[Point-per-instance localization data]

============================================================

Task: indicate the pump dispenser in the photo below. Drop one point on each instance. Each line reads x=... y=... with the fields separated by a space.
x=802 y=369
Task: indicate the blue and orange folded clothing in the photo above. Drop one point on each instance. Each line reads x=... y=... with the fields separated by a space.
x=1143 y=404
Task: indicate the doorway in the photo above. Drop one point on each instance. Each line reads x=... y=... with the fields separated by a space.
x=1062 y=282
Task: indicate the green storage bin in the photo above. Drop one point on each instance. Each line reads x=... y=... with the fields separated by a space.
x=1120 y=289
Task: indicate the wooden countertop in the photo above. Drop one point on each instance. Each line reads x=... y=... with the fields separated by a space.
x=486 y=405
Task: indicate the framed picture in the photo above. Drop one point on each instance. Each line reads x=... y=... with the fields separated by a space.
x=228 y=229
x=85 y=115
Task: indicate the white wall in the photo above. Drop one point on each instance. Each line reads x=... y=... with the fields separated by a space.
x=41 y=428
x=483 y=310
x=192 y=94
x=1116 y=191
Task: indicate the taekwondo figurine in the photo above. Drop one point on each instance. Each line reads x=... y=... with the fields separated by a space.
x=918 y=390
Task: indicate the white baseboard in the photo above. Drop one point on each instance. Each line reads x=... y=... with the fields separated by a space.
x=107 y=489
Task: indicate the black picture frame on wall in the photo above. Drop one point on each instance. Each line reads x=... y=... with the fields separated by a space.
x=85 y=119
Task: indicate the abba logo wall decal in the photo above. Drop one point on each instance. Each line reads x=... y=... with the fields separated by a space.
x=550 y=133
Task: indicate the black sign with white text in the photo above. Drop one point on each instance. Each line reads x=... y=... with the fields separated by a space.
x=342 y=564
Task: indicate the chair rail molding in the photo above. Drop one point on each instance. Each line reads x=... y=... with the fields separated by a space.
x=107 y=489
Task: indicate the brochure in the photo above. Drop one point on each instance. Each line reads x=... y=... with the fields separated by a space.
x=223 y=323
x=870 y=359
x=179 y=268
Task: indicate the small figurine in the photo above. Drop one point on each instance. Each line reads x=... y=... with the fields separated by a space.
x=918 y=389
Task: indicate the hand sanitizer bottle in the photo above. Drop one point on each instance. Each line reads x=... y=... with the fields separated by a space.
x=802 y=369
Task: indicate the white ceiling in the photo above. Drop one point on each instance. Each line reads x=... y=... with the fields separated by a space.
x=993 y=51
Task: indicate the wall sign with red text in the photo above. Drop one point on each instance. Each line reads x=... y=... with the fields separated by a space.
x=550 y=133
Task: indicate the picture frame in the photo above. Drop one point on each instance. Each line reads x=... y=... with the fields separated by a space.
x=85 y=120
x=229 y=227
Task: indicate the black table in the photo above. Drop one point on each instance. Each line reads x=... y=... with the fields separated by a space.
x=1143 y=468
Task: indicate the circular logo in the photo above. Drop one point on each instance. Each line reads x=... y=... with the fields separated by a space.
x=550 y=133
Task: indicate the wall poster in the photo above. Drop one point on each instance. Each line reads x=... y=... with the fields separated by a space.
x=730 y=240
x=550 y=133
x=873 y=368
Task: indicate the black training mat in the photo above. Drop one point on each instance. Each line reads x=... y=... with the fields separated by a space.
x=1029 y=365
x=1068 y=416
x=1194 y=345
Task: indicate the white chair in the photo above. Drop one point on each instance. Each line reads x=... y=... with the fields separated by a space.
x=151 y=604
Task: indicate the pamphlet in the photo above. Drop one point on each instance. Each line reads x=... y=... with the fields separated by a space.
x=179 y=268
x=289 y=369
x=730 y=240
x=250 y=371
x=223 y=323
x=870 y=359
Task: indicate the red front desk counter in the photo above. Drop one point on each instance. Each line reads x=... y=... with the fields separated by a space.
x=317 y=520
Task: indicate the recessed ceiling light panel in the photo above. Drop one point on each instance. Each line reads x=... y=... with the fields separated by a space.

============================================================

Exercise prompt =
Every entry must appear in the answer, reproduced exactly.

Finished task =
Task: indicate the pump dispenser in the photo below. Drop one point on each instance. Each line reads x=... y=... with the fields separated by a space.
x=802 y=369
Task: indicate the blue and orange folded clothing in the photo above. Drop one point on each instance. Each line reads x=... y=... with the fields separated by a space.
x=1143 y=404
Task: indicate the doorway in the photo above. Drop one point on each instance. Each line reads x=... y=... with the fields separated by a space.
x=1062 y=282
Task: indicate the green storage bin in the photo above. Drop one point on each instance. Each line reads x=... y=... with the fields separated by a space.
x=1120 y=289
Task: indicate the wooden countertop in the photo above. Drop one point on each instance. Each line reads x=... y=... with the fields separated by a space.
x=486 y=405
Task: indicate the framed picture in the photo above. Drop one point on each instance. Each line reads x=... y=... with the fields separated by a space.
x=228 y=229
x=85 y=115
Task: indicate the white wall in the photo above. Drop one point on each instance. Each line reads x=... y=... with the fields separated by a space.
x=41 y=428
x=483 y=310
x=192 y=94
x=1116 y=191
Task: indicate the taekwondo figurine in the photo above. Drop one point on each instance. Each line reads x=... y=... with the fields separated by a space.
x=918 y=390
Task: indicate the white baseboard in the photo above. Drop one point on each instance. Each line reads x=... y=... with the fields separated by a space.
x=107 y=489
Task: indicate the black picture frame on wall in the photo above. Drop one point on each instance. Each line reads x=... y=... with the fields separated by a space.
x=85 y=119
Task: indicate the abba logo wall decal in the photo above. Drop one point on each instance. Each line reads x=... y=... with the fields separated by a space.
x=550 y=133
Task: indicate the black sign with white text in the photo above. Drop one point on each instance. Each line reads x=... y=... with the fields separated by a space.
x=342 y=564
Task: indicate the chair rail molding in the photo above. Drop one point on each instance. Each line reads x=... y=... with the fields separated by a space.
x=107 y=489
Task: indicate the brochure in the photo above. Drop one point on each instance. Each line reads x=... y=... with the fields separated by a space.
x=223 y=323
x=870 y=359
x=179 y=268
Task: indicate the small figurine in the photo above. Drop one point on each instance. Each line reads x=... y=... with the fields separated by a space.
x=918 y=389
Task: indicate the hand sanitizer bottle in the photo above. Drop one point on each instance. Each line reads x=... y=... with the fields separated by a space.
x=802 y=369
Task: indicate the white ceiling in the photo above. Drop one point on each instance. Each line reads x=... y=... with the fields separated by a space.
x=993 y=51
Task: indicate the wall sign with red text in the photo above. Drop one point on each instance. Each line reads x=... y=... with the fields separated by a space.
x=550 y=133
Task: indicate the picture frame in the photo above. Drop one point on each instance. Each line reads x=... y=... with the fields separated by a space.
x=85 y=120
x=229 y=227
Task: indicate the black table in the photo above. Drop one point on each instance. Each line reads x=... y=... with the fields separated by a space.
x=1143 y=468
Task: indicate the circular logo in the photo above. Drop one point on each instance. Each line reads x=... y=... with the fields separated by a space.
x=550 y=133
Task: indicate the wall poster in the photo above. Drop one point on each instance. Each line reads x=... y=... with the fields separated by a space.
x=730 y=240
x=550 y=133
x=873 y=368
Task: indicate the black training mat in the photo above. Drop one point on each instance. Each line reads x=... y=... with the fields separated by a space.
x=1029 y=365
x=1068 y=416
x=1194 y=345
Task: indicate the white chair in the photo above. Drop one point on each instance. Each line reads x=... y=... with the fields separated by a space.
x=151 y=604
Task: indicate the pamphlet in the photo above. Drop one point on each instance. Each line reads x=... y=... with the fields separated by a space.
x=179 y=268
x=289 y=369
x=730 y=240
x=250 y=371
x=223 y=323
x=870 y=359
Task: indicate the red front desk counter in the photo above. Drop one point on each instance. Each line reads x=... y=... with the fields separated by a space.
x=317 y=520
Task: indicate the recessed ceiling light panel in the photo above. Drop one point on each instance. Each line reads x=... y=... with the fields separated by a space.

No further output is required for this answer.